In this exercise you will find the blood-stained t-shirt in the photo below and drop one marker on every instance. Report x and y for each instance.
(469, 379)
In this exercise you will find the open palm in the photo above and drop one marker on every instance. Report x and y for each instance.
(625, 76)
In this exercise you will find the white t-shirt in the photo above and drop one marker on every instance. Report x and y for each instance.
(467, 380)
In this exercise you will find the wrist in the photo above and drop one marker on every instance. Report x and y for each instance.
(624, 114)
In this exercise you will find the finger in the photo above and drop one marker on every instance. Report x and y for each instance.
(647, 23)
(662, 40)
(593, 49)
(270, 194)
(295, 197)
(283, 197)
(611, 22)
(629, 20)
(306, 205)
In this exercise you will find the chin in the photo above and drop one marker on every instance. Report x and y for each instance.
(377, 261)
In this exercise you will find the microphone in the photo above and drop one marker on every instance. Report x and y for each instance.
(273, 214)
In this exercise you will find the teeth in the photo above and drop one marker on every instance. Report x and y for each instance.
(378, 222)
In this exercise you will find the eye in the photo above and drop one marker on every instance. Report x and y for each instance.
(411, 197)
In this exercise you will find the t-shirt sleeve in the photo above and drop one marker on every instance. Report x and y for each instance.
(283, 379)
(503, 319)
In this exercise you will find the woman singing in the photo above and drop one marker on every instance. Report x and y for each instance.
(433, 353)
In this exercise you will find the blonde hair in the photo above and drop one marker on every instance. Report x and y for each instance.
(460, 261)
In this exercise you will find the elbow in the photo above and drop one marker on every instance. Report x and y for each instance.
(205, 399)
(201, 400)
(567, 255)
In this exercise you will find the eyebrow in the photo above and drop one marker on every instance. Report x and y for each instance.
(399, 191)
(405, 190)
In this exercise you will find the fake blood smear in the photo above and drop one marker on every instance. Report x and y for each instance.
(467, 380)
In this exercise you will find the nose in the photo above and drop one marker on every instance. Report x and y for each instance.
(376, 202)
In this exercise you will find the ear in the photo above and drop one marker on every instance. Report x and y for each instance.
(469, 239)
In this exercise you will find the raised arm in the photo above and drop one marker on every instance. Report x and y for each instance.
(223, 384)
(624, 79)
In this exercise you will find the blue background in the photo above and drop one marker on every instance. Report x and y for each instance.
::::
• **The problem**
Rewrite the lines from the one containing "In this exercise you will find the fake" up to and including the last line, putting "place a single marker" wherever "drop one marker" appears and keeping everything else the same.

• **Exercise output**
In this exercise you will find the fake blood smear in the photo above and place a single marker on every instance. Report x and y for each instance.
(467, 380)
In this exercise you will find the nose in the photo above and place a single marker on every instance. Report x and y for each instance.
(376, 202)
In this exercise you will find the ear in the photo above and place a single marker on every instance. Report x and y for each instance.
(469, 239)
In this exercise you will find the raised arm in the photo above and place a single marker on every instance. Report x and y for each instance.
(223, 384)
(624, 79)
In this exercise you will find the blue background in the photo above and place a single marker on every instance. Report x and y for each instance.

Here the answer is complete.